### Extracted text:

The "No Verse in Scripture" Game

I hate calling the Sacred Scriptures "the Bible."

I have been playing this game with one of my former students. He said that there was no verse in Scripture that authorized the Catholic teaching that society is constructed out of families rather than out of isolated individuals. That is, of course, true.

  • There is also no verse in Scripture that says every truth taught by the Church must be found in a verse in Scripture. "Sola scriptura" is not a scriptural teaching.
  • There is no verse in Scripture that lists the writings that are to be called "Scripture."
- No book in the Bible lists the books of the Bible.
- No verse in Scripture says, "Only books written in Hebrew were inspired by God for the Israelites." That thought is a human tradition invented by Martin Luther in the 16th century.
- No verse in Scripture says that "Christians must follow the decisions of the Pharisaic Council of Jamnia 60 years or so after the death and resurrection of Jesus (if there was a "Council of Jamnia"!).
  • There is no verse in the scriptures associated with the People of the Old Covenant that authorizes Christians to create and append the scriptures of the New Covenant to the first collection.
  • There is no verse in Scripture that authorizes the reading of the Scriptures in translation. The Israelite Scriptures were written in Hebrew, Aramaic, and (according to the Catholic Church) Greek; the Christian scriptures of the New Testament have only been found in Greek manuscripts to date.
  • There is no verse in Scripture that authorized the composition or translation of the Christian scriptures in Greek. The sacred language of the Israelites was Hebrew; the language that Jesus spoke with His disciples was Aramaic.
  • There is no verse in Scripture that tells us whether we are free to do anything not forbidden in the Scriptures (Luther's view; e.g., build church buildings, ornament them with icons, consecrate altars, light them with electricity, etc.) or whether we may only do what is positively commanded in the Scriptures (Calvin's view).
  • There is no verse in Scripture that tells us what to do when there is no verse in Scripture that tells us what to do.
The Scriptures don't record the development of the Scriptures.
They don't tell us how they were collected and identified as the Word of God.

### Supplied information:
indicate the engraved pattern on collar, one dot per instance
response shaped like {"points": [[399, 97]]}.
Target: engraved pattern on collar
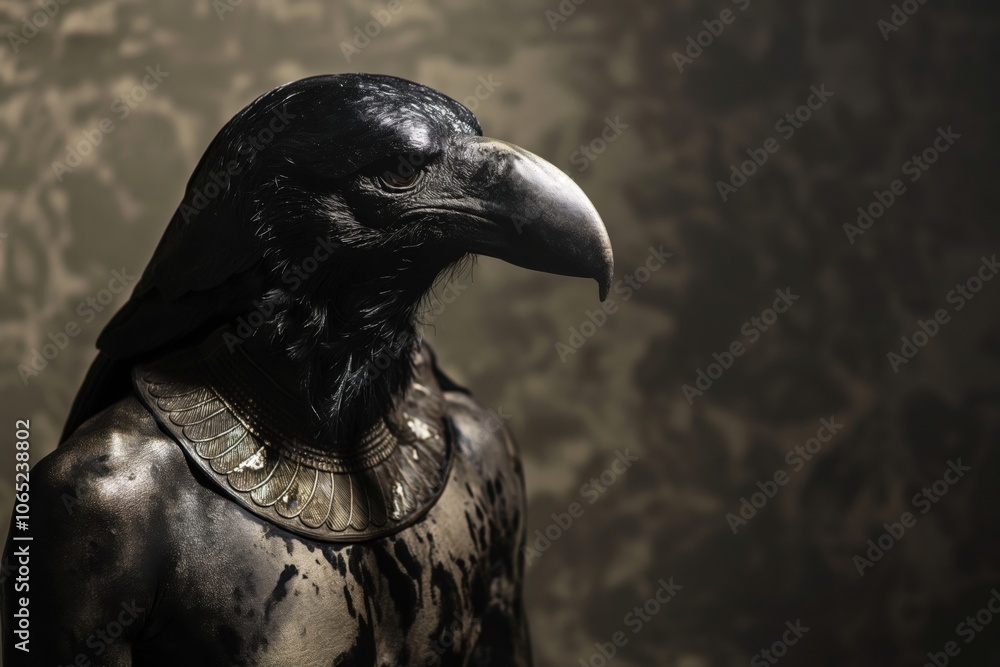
{"points": [[383, 486]]}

### Work to complete:
**A.** Using the No Verse in Scripture piece, explain why the writing of the Christian scriptures in Greek stands out as something no verse authorized.
**B.** In the No Verse in Scripture piece, whose view holds that we may only do what the Scriptures positively command?
**C.** Quote the No Verse in Scripture piece from "I have been" to "a scriptural teaching.".
The data above was drawn from a different source than the text.

### Results for each task:
**A.** The sacred language of the Israelites was Hebrew, and Jesus spoke Aramaic with His disciples. Yet the New Testament has been found only in Greek manuscripts.

**B.** Calvin's view.

**C.**
I have been playing this game with one of my former students. He said that there was no verse in Scripture that authorized the Catholic teaching that society is constructed out of families rather than out of isolated individuals. That is, of course, true.

  • There is also no verse in Scripture that says every truth taught by the Church must be found in a verse in Scripture. "Sola scriptura" is not a scriptural teaching.